_Given request_
Rewrite the stretch from the line containing "locate curb, a point per instance." through the end of the records, putting "curbstone" in place of "curb" and leaving everything else unchanged.
■ ■ ■
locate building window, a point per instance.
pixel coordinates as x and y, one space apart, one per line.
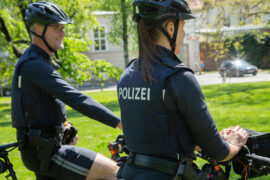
100 39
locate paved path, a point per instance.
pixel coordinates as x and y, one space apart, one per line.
215 78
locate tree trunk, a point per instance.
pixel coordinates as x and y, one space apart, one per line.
125 38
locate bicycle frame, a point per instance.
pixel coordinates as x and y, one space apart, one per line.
7 165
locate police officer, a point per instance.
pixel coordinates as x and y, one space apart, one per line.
38 110
163 111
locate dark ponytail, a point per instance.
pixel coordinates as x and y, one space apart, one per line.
148 35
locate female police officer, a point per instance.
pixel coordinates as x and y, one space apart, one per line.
163 111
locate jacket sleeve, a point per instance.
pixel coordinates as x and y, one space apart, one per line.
45 77
191 104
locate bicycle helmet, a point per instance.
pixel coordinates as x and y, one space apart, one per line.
159 11
45 13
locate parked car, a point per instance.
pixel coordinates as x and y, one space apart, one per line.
237 68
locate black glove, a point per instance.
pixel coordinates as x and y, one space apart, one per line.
69 134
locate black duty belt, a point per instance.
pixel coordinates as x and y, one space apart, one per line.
154 163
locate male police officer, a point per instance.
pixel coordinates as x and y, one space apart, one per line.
38 112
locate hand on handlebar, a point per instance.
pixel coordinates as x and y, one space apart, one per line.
235 135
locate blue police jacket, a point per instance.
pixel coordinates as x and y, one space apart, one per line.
39 94
170 115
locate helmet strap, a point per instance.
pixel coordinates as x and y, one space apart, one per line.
43 38
173 39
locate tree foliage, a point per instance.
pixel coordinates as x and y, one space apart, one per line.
75 64
219 16
251 48
117 33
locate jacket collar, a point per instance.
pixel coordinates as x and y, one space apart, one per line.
40 51
166 56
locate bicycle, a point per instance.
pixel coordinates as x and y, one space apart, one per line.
252 161
5 164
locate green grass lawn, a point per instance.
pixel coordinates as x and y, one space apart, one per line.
247 105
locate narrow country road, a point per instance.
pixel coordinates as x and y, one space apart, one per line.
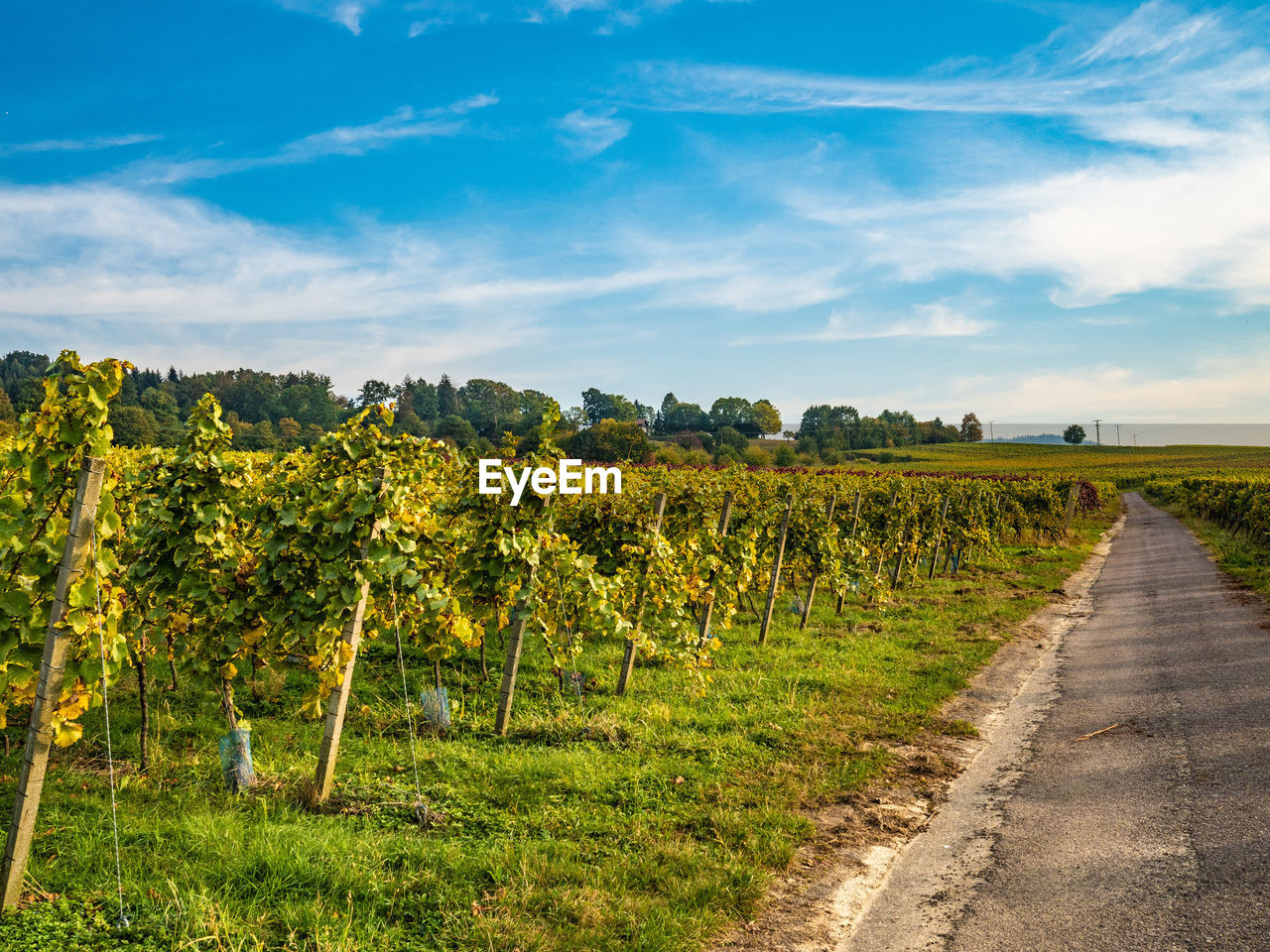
1151 835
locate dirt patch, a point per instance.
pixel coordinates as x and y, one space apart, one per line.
813 902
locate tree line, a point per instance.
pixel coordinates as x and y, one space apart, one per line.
277 412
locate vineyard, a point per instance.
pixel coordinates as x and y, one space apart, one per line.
581 721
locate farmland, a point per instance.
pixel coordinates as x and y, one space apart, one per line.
653 772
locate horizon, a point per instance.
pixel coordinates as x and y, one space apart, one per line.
1023 209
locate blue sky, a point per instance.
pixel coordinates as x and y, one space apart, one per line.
1029 209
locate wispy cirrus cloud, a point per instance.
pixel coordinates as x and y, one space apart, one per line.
100 250
1173 194
1161 76
344 13
587 135
425 16
77 145
405 123
939 318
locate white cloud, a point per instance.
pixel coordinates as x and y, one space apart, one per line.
1218 388
1118 227
77 145
344 13
405 123
587 135
1162 75
103 252
931 320
1174 195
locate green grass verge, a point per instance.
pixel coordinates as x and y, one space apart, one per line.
648 821
1239 557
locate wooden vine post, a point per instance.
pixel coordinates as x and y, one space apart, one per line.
855 521
521 615
899 562
776 571
338 705
881 552
939 537
53 667
624 678
1074 495
816 575
724 518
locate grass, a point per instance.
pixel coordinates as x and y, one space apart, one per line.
1238 556
648 821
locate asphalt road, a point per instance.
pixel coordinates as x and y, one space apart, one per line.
1152 835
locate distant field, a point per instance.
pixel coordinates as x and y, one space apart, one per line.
1127 466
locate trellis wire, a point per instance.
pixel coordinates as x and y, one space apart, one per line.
109 748
409 716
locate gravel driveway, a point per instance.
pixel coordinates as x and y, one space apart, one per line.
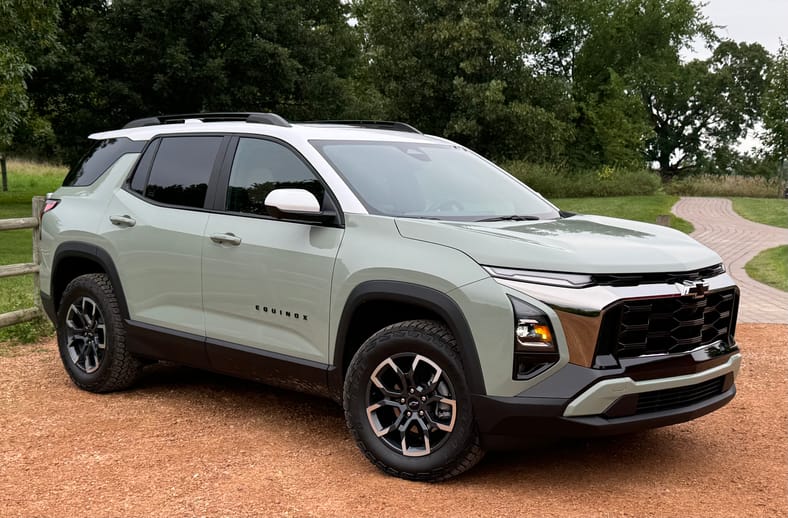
186 443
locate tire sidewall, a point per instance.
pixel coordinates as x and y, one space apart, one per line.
86 287
364 363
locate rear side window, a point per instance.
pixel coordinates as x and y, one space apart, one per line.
259 167
99 159
181 170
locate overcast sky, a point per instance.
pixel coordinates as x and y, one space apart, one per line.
764 21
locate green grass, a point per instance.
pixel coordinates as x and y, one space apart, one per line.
25 180
725 186
639 208
769 211
770 267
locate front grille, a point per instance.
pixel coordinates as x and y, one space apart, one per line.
668 325
669 399
634 279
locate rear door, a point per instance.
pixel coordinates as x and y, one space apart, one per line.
266 282
154 230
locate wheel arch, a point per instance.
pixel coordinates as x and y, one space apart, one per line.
74 258
364 314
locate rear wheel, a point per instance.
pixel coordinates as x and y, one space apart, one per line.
92 337
407 404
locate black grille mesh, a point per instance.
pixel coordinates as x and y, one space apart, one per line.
678 397
670 325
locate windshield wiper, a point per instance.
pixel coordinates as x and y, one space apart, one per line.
513 217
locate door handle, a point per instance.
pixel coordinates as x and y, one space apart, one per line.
226 239
123 221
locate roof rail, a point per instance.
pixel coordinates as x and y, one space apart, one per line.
372 124
253 117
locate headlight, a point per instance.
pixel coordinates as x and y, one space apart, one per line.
535 349
565 280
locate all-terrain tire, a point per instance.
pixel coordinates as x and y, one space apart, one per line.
381 396
92 337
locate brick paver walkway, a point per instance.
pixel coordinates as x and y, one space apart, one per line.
738 240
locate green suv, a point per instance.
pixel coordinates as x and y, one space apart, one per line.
447 306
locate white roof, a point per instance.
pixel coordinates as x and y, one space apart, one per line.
304 131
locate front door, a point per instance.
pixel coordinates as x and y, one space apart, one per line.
267 282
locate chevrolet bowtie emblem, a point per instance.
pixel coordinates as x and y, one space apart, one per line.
696 289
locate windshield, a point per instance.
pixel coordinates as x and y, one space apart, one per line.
438 181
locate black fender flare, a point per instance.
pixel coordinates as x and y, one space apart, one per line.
77 249
420 296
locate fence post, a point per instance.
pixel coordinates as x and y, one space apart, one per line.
4 173
38 206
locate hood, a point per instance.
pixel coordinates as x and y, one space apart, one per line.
578 244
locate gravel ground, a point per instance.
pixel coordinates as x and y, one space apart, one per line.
187 443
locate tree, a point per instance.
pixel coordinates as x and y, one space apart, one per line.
27 28
704 105
461 70
291 57
610 49
775 106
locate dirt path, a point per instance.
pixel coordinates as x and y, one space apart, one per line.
186 443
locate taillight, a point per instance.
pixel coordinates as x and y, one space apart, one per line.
49 205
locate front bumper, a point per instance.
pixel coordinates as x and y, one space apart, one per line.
580 401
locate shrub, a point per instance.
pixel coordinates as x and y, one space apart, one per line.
557 182
728 185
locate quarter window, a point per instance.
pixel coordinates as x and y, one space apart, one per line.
99 159
259 167
181 170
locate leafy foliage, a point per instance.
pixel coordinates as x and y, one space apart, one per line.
293 58
583 83
459 69
27 27
775 106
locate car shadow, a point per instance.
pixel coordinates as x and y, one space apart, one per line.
568 463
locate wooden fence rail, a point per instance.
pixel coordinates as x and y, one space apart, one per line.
12 270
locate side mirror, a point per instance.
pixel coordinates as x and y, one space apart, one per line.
298 204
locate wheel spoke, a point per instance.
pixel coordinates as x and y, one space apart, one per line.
432 383
377 427
411 404
425 434
85 334
375 378
451 403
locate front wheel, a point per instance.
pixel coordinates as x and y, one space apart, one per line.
407 404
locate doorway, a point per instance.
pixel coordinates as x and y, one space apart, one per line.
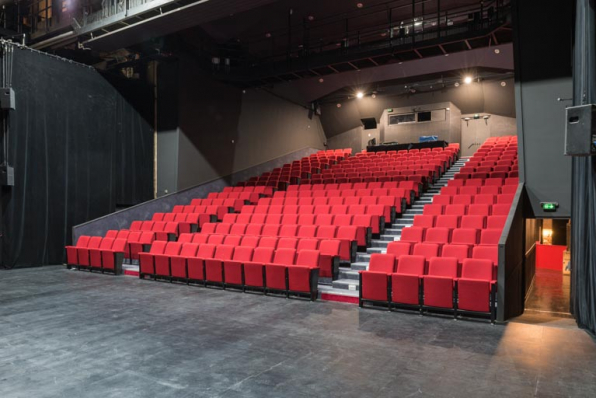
549 293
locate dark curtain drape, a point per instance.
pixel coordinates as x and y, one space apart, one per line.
583 218
79 148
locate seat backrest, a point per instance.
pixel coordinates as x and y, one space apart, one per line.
94 242
447 221
224 252
382 263
254 229
307 244
476 222
200 238
411 265
250 241
287 243
269 241
288 230
423 221
215 239
327 231
233 240
427 250
206 251
460 252
398 248
437 235
433 210
308 258
477 269
189 249
158 247
173 248
443 266
487 253
456 210
496 222
106 243
412 234
464 236
83 241
284 256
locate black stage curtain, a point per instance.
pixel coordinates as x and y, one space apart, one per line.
78 148
583 213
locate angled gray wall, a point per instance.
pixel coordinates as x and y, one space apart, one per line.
543 55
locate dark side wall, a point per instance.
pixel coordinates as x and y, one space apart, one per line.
343 127
543 38
79 149
222 129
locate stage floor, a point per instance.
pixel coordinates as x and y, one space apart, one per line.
76 334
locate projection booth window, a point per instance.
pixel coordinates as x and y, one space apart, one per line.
404 118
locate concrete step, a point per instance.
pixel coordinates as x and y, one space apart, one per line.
362 258
348 274
360 266
346 284
379 243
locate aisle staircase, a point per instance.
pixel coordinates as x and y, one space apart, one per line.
346 287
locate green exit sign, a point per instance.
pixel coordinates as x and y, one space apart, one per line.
549 206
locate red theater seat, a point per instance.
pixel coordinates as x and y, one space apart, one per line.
405 283
374 283
476 287
440 282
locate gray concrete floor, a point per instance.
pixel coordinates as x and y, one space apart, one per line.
74 334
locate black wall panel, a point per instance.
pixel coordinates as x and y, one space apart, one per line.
79 148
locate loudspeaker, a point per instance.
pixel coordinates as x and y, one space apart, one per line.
369 123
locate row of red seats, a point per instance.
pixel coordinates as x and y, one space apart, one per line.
464 210
478 221
97 253
375 213
349 236
443 236
456 251
403 283
330 249
391 204
463 199
407 185
283 271
480 182
483 190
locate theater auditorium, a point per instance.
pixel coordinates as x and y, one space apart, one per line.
298 198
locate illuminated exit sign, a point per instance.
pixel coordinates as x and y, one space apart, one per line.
549 206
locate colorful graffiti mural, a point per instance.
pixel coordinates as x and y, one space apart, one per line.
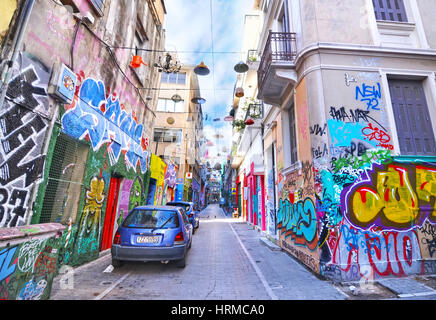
90 227
102 119
352 210
27 269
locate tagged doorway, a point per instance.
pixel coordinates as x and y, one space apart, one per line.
111 213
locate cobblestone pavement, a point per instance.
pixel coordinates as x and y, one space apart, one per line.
226 262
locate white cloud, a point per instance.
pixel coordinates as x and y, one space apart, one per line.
188 30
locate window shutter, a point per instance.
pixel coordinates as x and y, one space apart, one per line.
390 10
412 118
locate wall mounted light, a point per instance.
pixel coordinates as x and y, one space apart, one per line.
137 62
241 67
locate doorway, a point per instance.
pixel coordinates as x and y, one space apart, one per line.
111 213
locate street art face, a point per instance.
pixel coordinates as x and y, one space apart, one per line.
22 129
90 223
103 120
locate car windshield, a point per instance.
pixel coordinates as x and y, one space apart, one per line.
152 219
185 206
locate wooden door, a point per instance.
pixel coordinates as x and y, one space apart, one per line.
412 118
111 213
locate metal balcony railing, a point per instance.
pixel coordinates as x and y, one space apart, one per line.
252 56
280 47
254 111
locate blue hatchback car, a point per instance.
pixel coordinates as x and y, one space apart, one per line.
190 211
153 233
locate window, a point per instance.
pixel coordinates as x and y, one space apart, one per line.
175 78
390 10
167 135
65 181
141 44
412 118
168 105
293 135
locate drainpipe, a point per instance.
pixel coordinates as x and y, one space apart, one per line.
18 39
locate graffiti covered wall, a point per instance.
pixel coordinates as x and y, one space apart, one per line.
28 266
375 211
349 209
296 217
23 125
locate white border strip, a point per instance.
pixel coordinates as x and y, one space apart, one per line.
104 293
255 267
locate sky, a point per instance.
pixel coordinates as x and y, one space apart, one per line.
210 31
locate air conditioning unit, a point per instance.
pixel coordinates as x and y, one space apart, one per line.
63 83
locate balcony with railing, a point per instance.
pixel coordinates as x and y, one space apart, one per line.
277 69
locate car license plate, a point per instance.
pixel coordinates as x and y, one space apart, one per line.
147 239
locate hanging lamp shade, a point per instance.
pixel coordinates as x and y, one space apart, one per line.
201 69
241 67
249 122
239 92
170 120
198 100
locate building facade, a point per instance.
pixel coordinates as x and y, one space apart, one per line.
77 120
349 134
178 131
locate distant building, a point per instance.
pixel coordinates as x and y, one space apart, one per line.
348 132
178 130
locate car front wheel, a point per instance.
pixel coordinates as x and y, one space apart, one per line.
117 263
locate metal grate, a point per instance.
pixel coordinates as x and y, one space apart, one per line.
65 181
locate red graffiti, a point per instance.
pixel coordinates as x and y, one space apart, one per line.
374 133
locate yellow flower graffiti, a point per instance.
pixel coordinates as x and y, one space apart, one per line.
89 232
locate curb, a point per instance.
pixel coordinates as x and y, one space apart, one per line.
272 246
■ ■ ■
_Task output_
locate curbstone, a point per instance.
pixel coordinates as x and y, one space apart, one per line.
272 246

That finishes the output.